> Document extract:
*****

I think of all of us as parents are trying to figure out how to keep our kids entertained and connected to friends during this pandemic. I was happy (but a little nervous) when my kids were invited to a neighbor’s birthday party. The party was outside, with only a few kids invited, and our town has been fortunate to have few cases of Covid at the moment. So, off my kids went for two hours of fun with friends.
Fast forward an hour into the party and the host called to tell me that my daughter had a bounce house accident, where a bunch of kids fell on top of her and her glasses broke. I held my tongue when I saw my daughter - she knows not to wear glasses on a bounce house, but honestly, I wasn’t concerned about a pair of broken glasses.
Before I started a glasses company, this would have derailed our day and weekend. We would have been hunting for a missing screw, trying to find a replacement on the weekend and negotiating rush delivery.
Our daughter, Olivia, would have caused a DEFCON 1 situation at our house - often the glasses were irreplaceable as companies usually discontinue frame designs and colors and the back up pairs we had on hand never felt the same as the ones she wore day to day. Not to mention, the emotional toll she experienced every time she had to part with glasses that were not only her lifeline to seeing the world, but the way she saw herself - as these glasses were part of her identity.
Instead, she took off the broken pair and popped her old temples onto her back-up pair that fit the exact same way - and she went about her day. Crisis averted.
Start-ups are full of emotional ups and downs, but seeing the product you’ve built work the ways you intended it too, is definitely validation and a reminder that what we are doing at Fitz matters for our customers (including me and my family).

*****

> Task set:
**a)** Reproduce word for word the part of the story about the broken glasses that opens with the words containing "Start-ups are full" and closes with "and my family).".
**b)** In the story about the broken glasses, what is the daughter's name?

*****

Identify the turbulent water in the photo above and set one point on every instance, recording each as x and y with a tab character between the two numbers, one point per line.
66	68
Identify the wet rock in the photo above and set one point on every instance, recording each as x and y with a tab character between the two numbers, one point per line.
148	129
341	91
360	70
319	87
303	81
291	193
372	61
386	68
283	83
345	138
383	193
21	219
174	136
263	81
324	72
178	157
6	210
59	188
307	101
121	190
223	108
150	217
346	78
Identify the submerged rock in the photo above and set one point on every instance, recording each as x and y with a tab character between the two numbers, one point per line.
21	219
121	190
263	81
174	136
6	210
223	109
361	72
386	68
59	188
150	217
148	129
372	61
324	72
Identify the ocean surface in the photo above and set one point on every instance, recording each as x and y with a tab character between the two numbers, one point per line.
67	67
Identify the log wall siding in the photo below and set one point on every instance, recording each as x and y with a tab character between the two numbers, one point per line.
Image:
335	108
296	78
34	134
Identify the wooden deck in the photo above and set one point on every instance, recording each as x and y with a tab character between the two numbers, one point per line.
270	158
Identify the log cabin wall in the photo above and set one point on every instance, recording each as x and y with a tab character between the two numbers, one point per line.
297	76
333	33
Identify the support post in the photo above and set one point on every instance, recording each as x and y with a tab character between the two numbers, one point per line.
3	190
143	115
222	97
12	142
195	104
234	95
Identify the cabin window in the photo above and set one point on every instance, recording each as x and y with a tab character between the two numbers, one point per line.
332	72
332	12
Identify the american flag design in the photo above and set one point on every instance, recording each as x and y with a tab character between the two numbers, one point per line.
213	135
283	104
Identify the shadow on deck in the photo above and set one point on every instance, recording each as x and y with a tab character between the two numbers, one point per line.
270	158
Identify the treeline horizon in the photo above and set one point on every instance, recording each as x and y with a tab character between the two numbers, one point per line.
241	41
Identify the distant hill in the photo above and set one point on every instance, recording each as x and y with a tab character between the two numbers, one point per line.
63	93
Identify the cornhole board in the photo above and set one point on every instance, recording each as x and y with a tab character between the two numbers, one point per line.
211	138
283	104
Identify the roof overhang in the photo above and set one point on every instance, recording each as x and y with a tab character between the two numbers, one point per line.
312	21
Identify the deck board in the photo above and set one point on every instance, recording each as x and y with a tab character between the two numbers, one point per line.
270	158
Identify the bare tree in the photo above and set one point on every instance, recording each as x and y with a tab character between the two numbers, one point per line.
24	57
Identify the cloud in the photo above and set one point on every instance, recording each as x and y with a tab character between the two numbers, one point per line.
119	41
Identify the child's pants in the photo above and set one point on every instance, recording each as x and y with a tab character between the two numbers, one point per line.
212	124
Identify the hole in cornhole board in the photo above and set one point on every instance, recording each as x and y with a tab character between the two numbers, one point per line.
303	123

*****

> Responses:
**a)**
Start-ups are full of emotional ups and downs, but seeing the product you’ve built work the ways you intended it too, is definitely validation and a reminder that what we are doing at Fitz matters for our customers (including me and my family).

**b)** Olivia.